Tujuan Latihan =
Kutip kembali seluruh teks tentang literasi membaca di bawah ini tanpa mengubah satu kata atau tanda baca pun.

Data indeks Aktivitas Literasi Membaca (Kemendikbud, 2019) menunjukkan 4 provinsi dengan indeks terendah yakni, Papua, Papua Barat, Kalimantan Barat, dan NTT. Sementara, hasil baseline survey Wahana Visi Indonesia pada tahun 2021 di 236 Sekolah Dasar (N=3.069) yang tersebar di 5 kabupaten menunjukkan hanya 44,25% siswa kelas 3 yang bisa membaca dan memahami bacaan, sisanya tidak bisa membaca (39,26%) dan masih pembaca pemula (16,49%). Padahal di masa peralihan untuk menjadi "pembaca untuk belajar” ini sangat menentukan retensi anak di sekolah dan juga berperan penting untuk keberhasilannya di masa depan, baik dalam kesehatan fisik maupun mental, peluang ekonomi yang lebih baik, resiliensi diri, berpikir kritis dalam merespon perubahan, hingga mampu berkontribusi pada komunitasnya.

Data yang Diberikan =

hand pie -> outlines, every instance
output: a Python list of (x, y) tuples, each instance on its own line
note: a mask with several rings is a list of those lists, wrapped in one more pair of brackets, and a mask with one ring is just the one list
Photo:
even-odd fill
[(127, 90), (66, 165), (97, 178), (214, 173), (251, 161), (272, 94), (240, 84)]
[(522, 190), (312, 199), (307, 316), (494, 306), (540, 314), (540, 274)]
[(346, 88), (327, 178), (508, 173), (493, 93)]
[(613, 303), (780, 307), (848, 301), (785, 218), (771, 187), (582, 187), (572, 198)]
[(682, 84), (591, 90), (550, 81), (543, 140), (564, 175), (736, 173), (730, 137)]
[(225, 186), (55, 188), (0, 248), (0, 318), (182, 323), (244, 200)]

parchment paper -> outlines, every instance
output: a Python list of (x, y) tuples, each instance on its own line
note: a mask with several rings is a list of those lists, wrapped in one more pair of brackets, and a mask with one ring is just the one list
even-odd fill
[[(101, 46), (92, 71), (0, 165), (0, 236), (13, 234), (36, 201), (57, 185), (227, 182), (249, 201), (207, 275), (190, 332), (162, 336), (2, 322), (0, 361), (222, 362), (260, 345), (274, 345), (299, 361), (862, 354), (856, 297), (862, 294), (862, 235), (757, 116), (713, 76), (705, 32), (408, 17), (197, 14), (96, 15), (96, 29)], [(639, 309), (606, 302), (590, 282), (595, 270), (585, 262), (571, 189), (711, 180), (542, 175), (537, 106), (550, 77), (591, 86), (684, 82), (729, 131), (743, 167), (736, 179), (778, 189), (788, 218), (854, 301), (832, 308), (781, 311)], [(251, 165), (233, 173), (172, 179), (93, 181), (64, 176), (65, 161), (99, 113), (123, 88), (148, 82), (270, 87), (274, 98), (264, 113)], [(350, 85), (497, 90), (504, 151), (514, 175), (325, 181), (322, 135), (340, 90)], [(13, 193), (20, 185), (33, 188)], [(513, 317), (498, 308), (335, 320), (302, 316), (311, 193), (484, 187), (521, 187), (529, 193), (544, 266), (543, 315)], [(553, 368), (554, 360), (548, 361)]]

Jawaban Latihan =
Data indeks Aktivitas Literasi Membaca (Kemendikbud, 2019) menunjukkan 4 provinsi dengan indeks terendah yakni, Papua, Papua Barat, Kalimantan Barat, dan NTT. Sementara, hasil baseline survey Wahana Visi Indonesia pada tahun 2021 di 236 Sekolah Dasar (N=3.069) yang tersebar di 5 kabupaten menunjukkan hanya 44,25% siswa kelas 3 yang bisa membaca dan memahami bacaan, sisanya tidak bisa membaca (39,26%) dan masih pembaca pemula (16,49%). Padahal di masa peralihan untuk menjadi "pembaca untuk belajar” ini sangat menentukan retensi anak di sekolah dan juga berperan penting untuk keberhasilannya di masa depan, baik dalam kesehatan fisik maupun mental, peluang ekonomi yang lebih baik, resiliensi diri, berpikir kritis dalam merespon perubahan, hingga mampu berkontribusi pada komunitasnya.